| DOCUMENT SOURCE |
%%
Mais c’est ici qu’à choisi de s’installer Célia. Et je la comprends. Malgré la pollution agricole et le problème des algues vertes, la presqu’île de Crozon m’apparait comme un lieu propice à la mise en place d’une vie plus en lien avec la terre. Les lieux sont tranquilles et les gens semblent avoir développé une certaine culture de la communauté. Célia est une dame d’une cinquantaine d’année, Bretonne d’origine, qui a quitté Paris et son boulot il y a deux ans pour venir s’installer dans le petit village de Telgruc-sur-mer, à l’entrée de la presqu’île. Son projet consiste en l’édification d’une maison en matériaux naturels qui servira de lieu de formation sur la permaculture, l’écologie, la nature et l’alimentation quand elle sera finie. Célia a passé deux ans à participer à différents chantier participatifs et formations sur l’éco-construction avant de se lancer dans l’édification de sa maison. Encore plusieurs mois de travail et le lieu commencera à être opérationnel. Une fois la construction finie, viendra la mise en place de l’autonomie énergétique et le traitement des eaux grises. Puis ce sera au tour du potager. C’est un lieu que Célia veut frugal dans sa consommation mais riche dans ses échanges. 

L’avant et l’arrière de la maison en construction. Les murs sont en paille porteuse, recouverts en haut de bardage bois en Douglas et en bas d’enduits protecteurs à la chaux.

Le moulin de Telgruc-sur-mer, la végétation, l’abbaye de Landévennec et la baie de Morgat et ses maisons colorées.

Les églises traditionnelles du Finistère, les vieilles épaves du petit port de Camaret, l’alignement de menhirs de Lagatjar, les plages recouvertes d’algues vertes et les falaises de la presqu’île.
%%
Poursuivez le texte sur la maison de Célia dans la presqu’île de Crozon, à partir de sa dernière phrase.

| EXTRAIT DES DONNÉES |
%%
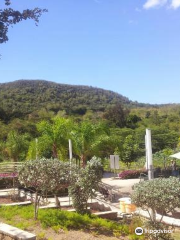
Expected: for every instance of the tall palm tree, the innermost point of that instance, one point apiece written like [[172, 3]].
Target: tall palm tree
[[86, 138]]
%%
| RÉPONSE ATTENDUE |
La bâtisse me plaît immédiatement. Je ne sais pas si c’est les murs aux coins arrondis, l’enduit extérieur fait-main ou le bardage bois qui m’attire mais quelque chose me réjouis lors que je pose les yeux pour la première fois sur la maison en construction. Les bottes de paille qui font les murs ne sont plus visibles de l’extérieur mais j’en aperçois encore quelques unes à l’intérieur. Le matériau m’attire tout de suite. Quelque chose me plaît dans cette maison. C’est viscéral. Je m’y sens bien. Entourée de paille, bois, terre et chaux, j’ai l’impression de sentir vibrer l’âme de la maison. Ou de sentir l’énergie qu’elle dégage. L’énergie de tout ceux qui ont participé à sa création. 

Cela fait un an et demi que Célia monte sa maison en chantier participatif. Fondations en béton et charpente en bois ont été posés par des professionnels mais le reste a été fait par des volontaires, souvent comme moi, sans beaucoup de connaissances de la construction. Mais avec une envie, un intérêt et une joie qui résonnent dans l’atmosphère de la maison. La construction est vivante, je la sens presque respirer.  

Le ciel est au beau fixe pour notre première semaine de chantier. Six autres volontaires se venus prêter main-forte pendant une à deux semaines. Youssef est architecte, déjà là la semaine dernière. Sophie et Simon sont un couple de médecins. Amandine est en reconversion et Juliette et Adrien sont en école d’ingénieurs option génie urbain. Tous sont là pour découvrir autre chose. Pour revenir à des pratiques plus naturelles. Pour expérimenter un nouveau mode de vie. En ce moment l’activité principale du chantier consiste à appliquer les enduits extérieurs  à la chaux et les enduits intérieurs à la terre. La maison est déjà bien avancée. Fondations, montage des murs en paille porteuse, pose des menuiseries, charpente, pose de la toiture, montage des cloisons intérieures en terre-paille banchée sont les étapes qui ont déjà été faites. Il reste à faire les enduits, finaliser les murs et l’isolation, poser l’électricité et la plomberie et installer le plancher. Suite à tout cela la maison sera habitable.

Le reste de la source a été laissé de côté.